◆ TASK INSTRUCTIONS ◆
Pull out every line in the data below that contains the string "water" and copy each one unchanged.

◆ MATERIAL ◆
+ + + + + + +

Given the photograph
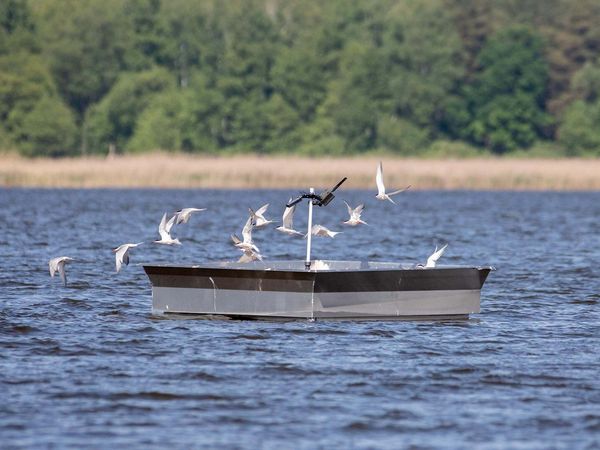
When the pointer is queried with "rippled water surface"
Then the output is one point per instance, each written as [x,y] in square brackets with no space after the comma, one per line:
[88,366]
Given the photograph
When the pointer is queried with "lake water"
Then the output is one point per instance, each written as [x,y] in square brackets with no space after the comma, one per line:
[88,366]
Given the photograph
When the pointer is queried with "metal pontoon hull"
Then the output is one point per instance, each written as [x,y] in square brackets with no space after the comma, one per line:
[352,291]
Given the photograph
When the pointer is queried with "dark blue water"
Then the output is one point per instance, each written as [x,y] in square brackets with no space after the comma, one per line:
[88,366]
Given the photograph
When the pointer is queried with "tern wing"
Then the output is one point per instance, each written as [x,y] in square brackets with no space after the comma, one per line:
[356,212]
[170,223]
[52,266]
[288,216]
[399,190]
[379,179]
[263,209]
[247,231]
[350,210]
[162,230]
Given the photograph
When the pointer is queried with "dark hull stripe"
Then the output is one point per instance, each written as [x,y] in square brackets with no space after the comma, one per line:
[318,282]
[205,316]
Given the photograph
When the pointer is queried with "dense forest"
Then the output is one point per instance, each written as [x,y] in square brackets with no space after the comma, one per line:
[412,77]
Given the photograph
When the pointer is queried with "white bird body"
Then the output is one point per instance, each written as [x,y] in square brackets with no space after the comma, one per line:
[246,243]
[355,213]
[58,265]
[250,255]
[183,215]
[381,195]
[258,217]
[122,254]
[432,260]
[164,229]
[287,226]
[320,230]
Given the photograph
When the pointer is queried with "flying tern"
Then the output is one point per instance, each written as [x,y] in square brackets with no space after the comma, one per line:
[246,242]
[355,213]
[258,217]
[122,254]
[381,195]
[58,265]
[183,215]
[164,229]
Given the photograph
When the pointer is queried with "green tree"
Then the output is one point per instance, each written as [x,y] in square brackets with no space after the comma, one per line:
[507,97]
[579,131]
[48,129]
[17,28]
[113,120]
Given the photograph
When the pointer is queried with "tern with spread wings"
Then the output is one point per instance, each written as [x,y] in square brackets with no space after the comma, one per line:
[381,195]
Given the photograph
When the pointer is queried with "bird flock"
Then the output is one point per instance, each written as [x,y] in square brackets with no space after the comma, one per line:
[256,220]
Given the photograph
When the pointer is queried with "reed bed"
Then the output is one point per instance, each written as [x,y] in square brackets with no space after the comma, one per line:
[163,170]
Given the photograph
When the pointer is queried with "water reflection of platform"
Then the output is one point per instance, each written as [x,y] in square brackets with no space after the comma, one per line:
[331,290]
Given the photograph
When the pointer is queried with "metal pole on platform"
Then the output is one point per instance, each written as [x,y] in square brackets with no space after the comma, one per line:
[309,234]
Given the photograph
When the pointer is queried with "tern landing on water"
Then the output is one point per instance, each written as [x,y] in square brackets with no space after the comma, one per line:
[258,218]
[183,215]
[381,195]
[320,230]
[122,254]
[58,264]
[288,225]
[432,260]
[164,229]
[355,213]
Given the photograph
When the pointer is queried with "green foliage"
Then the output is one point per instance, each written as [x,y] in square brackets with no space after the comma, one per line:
[112,121]
[506,100]
[580,130]
[308,76]
[47,130]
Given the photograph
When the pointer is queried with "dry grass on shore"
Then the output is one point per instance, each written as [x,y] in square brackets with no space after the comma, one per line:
[164,170]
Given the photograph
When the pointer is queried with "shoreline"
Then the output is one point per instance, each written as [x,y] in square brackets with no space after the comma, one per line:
[164,170]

+ + + + + + +

◆ EXERCISE OUTPUT ◆
When the pointer is queried with "rippled water surface"
When the pointer is queried with "lake water"
When the pointer is queried with "dark blue water"
When the pointer is queried with "water reflection of platform"
When the pointer is queried with "tern landing on water"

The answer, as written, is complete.